> **Task to carry out**: Taking the entries below from the top, restate each line exactly and end with the line containing "trace: metal frame".

> **Excerpted data**:

====================

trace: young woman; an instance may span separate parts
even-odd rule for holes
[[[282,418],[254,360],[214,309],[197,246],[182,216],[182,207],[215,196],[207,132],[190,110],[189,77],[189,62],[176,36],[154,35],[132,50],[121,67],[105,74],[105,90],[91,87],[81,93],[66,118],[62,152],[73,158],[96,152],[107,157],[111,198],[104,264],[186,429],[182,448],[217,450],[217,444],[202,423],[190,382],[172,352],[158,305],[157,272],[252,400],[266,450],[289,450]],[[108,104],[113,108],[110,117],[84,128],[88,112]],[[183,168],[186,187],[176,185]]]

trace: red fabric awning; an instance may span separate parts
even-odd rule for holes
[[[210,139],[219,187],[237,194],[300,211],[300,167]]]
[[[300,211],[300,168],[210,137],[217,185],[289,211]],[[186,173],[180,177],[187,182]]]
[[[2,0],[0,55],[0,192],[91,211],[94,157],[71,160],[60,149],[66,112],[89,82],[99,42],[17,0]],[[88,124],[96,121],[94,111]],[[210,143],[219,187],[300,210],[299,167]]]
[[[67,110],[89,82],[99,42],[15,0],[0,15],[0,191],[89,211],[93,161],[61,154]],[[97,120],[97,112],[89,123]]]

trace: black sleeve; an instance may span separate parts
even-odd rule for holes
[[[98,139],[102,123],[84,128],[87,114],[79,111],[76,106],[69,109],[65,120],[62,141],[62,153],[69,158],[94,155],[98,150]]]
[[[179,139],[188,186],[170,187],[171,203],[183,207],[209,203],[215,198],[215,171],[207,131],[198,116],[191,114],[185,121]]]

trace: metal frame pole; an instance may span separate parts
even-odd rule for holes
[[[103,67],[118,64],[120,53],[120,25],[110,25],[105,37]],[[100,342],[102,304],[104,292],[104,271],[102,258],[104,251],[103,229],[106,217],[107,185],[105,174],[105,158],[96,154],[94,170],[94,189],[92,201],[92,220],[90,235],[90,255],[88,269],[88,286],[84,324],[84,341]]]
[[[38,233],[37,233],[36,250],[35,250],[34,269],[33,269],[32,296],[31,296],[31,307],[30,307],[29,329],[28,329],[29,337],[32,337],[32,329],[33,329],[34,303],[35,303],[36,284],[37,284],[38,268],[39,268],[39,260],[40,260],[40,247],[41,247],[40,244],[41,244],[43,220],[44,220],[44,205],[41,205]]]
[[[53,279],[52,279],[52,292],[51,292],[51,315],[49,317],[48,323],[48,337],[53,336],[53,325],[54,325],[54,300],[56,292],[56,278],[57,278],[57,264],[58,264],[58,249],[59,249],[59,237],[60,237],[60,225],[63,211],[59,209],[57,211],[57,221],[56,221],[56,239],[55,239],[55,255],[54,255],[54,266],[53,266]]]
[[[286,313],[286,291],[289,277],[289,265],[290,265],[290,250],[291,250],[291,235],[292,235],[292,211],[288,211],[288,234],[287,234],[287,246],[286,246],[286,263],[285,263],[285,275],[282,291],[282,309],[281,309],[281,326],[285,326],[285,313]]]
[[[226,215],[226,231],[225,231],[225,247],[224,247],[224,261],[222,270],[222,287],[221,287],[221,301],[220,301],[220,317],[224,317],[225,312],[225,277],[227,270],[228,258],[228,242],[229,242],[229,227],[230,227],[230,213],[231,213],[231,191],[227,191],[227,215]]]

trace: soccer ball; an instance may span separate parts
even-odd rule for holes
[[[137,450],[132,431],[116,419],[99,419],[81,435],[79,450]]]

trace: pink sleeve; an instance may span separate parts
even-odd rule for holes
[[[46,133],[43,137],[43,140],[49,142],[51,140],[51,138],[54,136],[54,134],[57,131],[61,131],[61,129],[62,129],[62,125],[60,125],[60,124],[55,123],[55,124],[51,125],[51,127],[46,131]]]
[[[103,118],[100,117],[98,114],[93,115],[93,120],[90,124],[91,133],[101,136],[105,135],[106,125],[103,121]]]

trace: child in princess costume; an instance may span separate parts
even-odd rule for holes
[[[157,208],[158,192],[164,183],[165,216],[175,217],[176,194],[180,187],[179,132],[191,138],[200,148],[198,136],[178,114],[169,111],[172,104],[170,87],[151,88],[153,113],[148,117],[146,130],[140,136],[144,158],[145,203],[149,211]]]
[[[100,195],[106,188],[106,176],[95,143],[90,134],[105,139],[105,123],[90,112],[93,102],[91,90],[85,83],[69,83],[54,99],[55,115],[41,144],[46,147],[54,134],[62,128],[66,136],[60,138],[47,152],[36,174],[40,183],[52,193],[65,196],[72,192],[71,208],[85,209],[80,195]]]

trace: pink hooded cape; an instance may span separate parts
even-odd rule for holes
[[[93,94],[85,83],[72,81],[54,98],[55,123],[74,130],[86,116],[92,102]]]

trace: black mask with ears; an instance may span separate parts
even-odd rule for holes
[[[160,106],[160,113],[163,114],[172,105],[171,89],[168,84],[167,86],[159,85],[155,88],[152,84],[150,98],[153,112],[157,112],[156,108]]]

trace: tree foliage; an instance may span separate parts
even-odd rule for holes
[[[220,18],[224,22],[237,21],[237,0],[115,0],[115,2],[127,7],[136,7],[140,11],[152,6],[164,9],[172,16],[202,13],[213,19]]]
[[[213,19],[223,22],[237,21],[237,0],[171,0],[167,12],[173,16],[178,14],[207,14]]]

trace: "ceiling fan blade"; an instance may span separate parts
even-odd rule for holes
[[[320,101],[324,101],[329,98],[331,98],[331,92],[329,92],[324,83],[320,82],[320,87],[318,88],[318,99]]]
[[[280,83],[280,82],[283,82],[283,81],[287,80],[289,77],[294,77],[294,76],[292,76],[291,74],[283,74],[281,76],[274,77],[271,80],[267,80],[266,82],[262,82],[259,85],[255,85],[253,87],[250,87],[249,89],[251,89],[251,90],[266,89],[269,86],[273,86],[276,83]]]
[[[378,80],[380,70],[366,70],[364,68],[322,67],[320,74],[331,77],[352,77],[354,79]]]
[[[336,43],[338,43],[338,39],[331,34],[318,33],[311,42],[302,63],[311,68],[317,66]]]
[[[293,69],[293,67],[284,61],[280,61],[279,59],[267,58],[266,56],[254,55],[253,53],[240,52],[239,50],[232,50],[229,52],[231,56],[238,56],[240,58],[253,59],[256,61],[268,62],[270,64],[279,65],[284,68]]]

====================

> **Solution below**:
trace: young woman; an instance may span separate parts
even-odd rule for holes
[[[282,418],[254,360],[214,309],[197,246],[182,216],[182,207],[215,196],[207,132],[190,110],[189,77],[189,62],[176,36],[154,35],[132,50],[121,67],[105,74],[105,90],[91,87],[81,93],[66,118],[62,152],[73,158],[96,152],[107,157],[111,198],[104,264],[186,429],[182,448],[217,450],[217,444],[202,423],[190,382],[172,352],[158,305],[157,272],[252,400],[266,450],[289,450]],[[108,104],[113,108],[110,117],[84,128],[88,112]],[[183,168],[186,187],[176,185]]]

trace: red fabric awning; an instance may span separate parts
even-odd rule for holes
[[[210,139],[219,187],[237,194],[300,211],[300,167]]]
[[[300,211],[300,168],[210,137],[217,185],[289,211]],[[186,173],[180,177],[187,182]]]
[[[2,0],[0,55],[0,192],[91,211],[94,157],[71,160],[60,149],[66,112],[89,82],[99,42],[17,0]],[[88,124],[96,121],[94,111]],[[210,143],[219,187],[300,210],[299,167]]]
[[[67,110],[89,82],[99,42],[15,0],[0,15],[0,191],[89,211],[93,161],[61,154]],[[97,120],[97,112],[89,123]]]

trace: black sleeve; an instance may span separate parts
even-odd rule for holes
[[[98,139],[102,123],[84,128],[87,114],[79,111],[76,106],[69,109],[65,120],[62,141],[62,153],[69,158],[94,155],[98,150]]]
[[[179,139],[188,186],[170,187],[171,203],[183,207],[209,203],[215,198],[215,171],[207,131],[198,116],[191,114],[185,121]]]

trace: metal frame pole; an instance may span separate parts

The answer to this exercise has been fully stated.